EXERCISE: Lines from the one containing "formatted like [304,286]." through the last line of the data are to be repeated word for word, both ends included.

** Begin RAW RECORDS **

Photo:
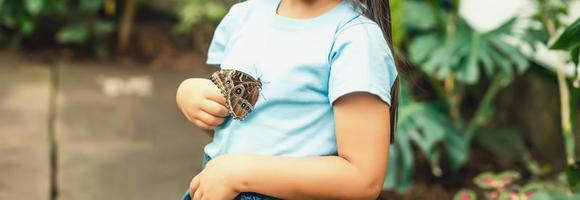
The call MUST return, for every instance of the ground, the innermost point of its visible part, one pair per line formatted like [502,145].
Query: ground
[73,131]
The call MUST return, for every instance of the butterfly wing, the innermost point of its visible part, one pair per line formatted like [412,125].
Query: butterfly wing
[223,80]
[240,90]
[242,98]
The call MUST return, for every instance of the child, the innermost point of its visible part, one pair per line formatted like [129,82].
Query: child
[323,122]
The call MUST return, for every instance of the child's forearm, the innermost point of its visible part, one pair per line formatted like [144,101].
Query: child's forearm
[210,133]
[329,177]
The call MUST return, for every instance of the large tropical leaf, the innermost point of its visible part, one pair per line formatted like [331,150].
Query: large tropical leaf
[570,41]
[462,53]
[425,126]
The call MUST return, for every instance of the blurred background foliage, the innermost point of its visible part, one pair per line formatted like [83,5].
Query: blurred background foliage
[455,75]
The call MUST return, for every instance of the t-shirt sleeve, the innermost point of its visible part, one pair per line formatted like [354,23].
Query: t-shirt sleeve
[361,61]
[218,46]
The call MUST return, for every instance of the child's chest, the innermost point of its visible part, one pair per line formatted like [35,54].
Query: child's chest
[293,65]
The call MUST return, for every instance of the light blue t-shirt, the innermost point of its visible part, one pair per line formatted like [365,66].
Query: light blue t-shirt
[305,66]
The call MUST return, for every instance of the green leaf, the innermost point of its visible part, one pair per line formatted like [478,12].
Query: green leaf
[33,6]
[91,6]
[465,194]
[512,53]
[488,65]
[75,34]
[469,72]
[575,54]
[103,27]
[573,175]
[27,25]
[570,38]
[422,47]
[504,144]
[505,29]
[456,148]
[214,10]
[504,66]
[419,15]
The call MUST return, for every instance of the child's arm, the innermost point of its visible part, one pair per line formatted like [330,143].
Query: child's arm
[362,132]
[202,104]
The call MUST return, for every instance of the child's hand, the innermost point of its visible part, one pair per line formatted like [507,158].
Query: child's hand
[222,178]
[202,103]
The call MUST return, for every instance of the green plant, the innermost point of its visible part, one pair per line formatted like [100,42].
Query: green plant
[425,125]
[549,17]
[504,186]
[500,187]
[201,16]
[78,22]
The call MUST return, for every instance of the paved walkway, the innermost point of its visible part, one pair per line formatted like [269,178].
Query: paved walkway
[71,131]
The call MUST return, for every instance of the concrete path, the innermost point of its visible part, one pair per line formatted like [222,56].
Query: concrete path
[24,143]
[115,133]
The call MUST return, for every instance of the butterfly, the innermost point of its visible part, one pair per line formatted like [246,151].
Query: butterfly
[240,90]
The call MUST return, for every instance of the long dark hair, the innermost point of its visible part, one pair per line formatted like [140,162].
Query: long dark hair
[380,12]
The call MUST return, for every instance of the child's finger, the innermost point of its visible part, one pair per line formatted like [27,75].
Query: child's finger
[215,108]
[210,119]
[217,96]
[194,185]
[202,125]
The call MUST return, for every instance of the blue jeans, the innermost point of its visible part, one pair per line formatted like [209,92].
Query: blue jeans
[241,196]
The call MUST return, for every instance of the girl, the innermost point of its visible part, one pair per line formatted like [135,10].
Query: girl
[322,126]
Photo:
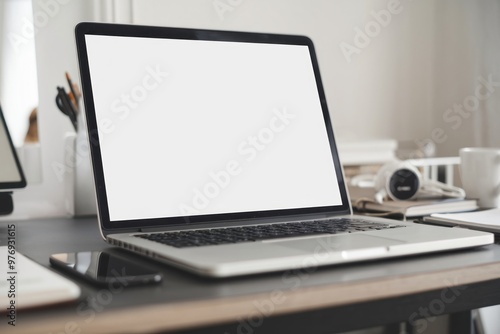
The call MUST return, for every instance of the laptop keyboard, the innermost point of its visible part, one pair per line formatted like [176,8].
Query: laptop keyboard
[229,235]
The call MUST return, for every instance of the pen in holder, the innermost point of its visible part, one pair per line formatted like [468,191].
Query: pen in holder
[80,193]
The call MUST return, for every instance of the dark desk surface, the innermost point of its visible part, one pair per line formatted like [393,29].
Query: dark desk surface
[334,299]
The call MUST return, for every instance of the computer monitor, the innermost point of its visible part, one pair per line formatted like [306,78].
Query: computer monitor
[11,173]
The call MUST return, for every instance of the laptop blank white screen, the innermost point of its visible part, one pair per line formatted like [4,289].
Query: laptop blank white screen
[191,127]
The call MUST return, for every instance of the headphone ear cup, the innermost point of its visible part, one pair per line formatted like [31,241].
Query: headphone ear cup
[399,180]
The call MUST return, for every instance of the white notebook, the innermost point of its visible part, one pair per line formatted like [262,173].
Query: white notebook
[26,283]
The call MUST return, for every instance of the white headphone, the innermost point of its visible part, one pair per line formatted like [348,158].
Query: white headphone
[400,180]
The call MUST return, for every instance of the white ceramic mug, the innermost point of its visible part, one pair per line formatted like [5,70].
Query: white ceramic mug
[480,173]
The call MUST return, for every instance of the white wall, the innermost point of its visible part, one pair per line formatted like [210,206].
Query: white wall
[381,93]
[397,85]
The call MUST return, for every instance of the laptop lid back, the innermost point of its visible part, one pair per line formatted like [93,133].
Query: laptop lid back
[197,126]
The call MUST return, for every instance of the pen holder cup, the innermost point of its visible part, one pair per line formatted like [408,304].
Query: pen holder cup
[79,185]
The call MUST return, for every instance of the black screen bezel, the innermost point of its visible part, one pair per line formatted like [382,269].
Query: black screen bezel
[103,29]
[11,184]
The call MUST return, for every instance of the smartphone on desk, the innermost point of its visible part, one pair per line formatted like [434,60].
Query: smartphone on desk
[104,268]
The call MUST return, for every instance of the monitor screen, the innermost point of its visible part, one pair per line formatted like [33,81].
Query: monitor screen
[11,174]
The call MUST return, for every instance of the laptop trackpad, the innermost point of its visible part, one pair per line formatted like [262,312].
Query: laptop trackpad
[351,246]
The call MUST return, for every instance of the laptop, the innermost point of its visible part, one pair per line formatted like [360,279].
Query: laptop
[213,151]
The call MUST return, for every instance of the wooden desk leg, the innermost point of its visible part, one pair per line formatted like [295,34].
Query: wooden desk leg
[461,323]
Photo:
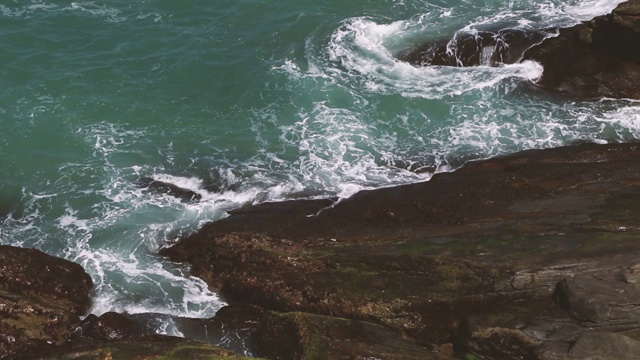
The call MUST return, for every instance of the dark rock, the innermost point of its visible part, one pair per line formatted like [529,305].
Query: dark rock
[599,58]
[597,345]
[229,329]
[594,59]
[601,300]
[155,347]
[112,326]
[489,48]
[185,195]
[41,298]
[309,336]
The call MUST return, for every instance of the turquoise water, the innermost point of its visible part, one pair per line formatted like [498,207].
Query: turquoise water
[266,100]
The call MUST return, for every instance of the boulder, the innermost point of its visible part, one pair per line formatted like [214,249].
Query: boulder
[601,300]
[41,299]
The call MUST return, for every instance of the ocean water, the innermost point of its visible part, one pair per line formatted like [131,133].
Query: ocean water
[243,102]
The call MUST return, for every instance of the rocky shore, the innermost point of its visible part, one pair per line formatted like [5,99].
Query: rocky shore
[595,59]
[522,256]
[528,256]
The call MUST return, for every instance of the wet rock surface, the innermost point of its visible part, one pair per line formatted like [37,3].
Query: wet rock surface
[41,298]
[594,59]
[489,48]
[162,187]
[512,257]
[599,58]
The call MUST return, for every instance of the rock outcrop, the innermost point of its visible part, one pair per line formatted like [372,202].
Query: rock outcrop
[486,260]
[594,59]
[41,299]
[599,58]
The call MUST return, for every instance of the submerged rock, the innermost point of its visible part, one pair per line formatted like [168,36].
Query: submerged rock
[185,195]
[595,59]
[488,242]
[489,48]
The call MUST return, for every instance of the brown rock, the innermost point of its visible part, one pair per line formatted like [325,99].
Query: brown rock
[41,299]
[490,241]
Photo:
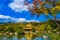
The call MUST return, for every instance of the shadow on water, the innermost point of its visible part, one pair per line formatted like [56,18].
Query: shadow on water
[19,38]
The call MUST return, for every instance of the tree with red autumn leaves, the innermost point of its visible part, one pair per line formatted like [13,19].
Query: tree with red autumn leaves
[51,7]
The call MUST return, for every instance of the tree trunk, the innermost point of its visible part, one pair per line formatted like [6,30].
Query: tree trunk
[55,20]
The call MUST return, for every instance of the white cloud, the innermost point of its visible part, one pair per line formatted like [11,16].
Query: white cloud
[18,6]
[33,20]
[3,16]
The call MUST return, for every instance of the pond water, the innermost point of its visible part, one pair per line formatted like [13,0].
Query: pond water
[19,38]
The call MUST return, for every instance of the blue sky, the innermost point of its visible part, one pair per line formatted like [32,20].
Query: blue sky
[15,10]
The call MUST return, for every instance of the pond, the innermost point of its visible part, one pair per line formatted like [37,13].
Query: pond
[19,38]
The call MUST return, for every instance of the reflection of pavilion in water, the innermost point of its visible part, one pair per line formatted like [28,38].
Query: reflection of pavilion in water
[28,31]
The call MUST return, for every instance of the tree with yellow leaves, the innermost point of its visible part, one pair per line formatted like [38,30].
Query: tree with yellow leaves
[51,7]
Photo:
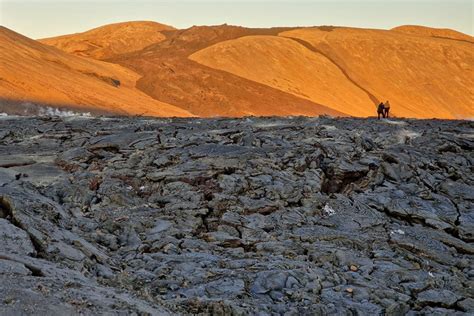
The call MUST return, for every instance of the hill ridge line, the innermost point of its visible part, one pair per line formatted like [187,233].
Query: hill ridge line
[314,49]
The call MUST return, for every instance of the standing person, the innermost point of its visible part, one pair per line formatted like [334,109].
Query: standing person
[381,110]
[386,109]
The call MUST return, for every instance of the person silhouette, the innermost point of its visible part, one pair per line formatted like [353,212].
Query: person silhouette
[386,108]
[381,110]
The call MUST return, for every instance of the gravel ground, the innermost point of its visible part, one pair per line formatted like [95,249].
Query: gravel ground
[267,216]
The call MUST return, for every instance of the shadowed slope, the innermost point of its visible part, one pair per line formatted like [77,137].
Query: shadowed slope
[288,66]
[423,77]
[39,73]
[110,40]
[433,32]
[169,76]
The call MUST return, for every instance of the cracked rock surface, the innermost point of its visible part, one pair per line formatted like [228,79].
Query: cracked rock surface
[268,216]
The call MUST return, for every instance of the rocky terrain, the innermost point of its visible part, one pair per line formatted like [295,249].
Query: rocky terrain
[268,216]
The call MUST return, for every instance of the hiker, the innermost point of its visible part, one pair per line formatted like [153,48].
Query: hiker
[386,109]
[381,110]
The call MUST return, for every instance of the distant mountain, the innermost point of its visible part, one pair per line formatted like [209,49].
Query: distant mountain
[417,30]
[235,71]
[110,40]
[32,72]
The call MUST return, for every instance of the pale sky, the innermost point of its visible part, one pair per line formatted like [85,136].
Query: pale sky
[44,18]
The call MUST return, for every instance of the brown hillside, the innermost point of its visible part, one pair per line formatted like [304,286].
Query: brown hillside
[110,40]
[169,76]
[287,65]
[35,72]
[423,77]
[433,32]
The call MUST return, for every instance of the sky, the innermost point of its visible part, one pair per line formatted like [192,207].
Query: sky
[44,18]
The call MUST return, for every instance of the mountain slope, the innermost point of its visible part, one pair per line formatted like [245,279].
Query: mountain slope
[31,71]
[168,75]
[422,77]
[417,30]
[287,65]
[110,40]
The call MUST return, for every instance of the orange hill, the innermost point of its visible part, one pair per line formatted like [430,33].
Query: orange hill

** End RAW RECORDS **

RIGHT ANSWER:
The call MUST return, for every instance of the brown hillside, the innermost point of its visible part, one pair per line formatted like [304,286].
Query: brown hillside
[110,40]
[169,76]
[287,65]
[35,72]
[423,77]
[433,32]
The call MUST return, for every instance of the sky, the innermost point of its visible part, one pair per line formatted like [192,207].
Query: sky
[44,18]
The call MUST return, for every instance of the mountain slope, the innermost point of its visible part, one pair per line formatted like [245,279].
Query: mountain slope
[31,71]
[168,75]
[422,77]
[417,30]
[287,65]
[110,40]
The call MUST return, for every instance of the orange hill, the innermost point of its visible part, one pair per line formatted like [430,33].
Query: orange hill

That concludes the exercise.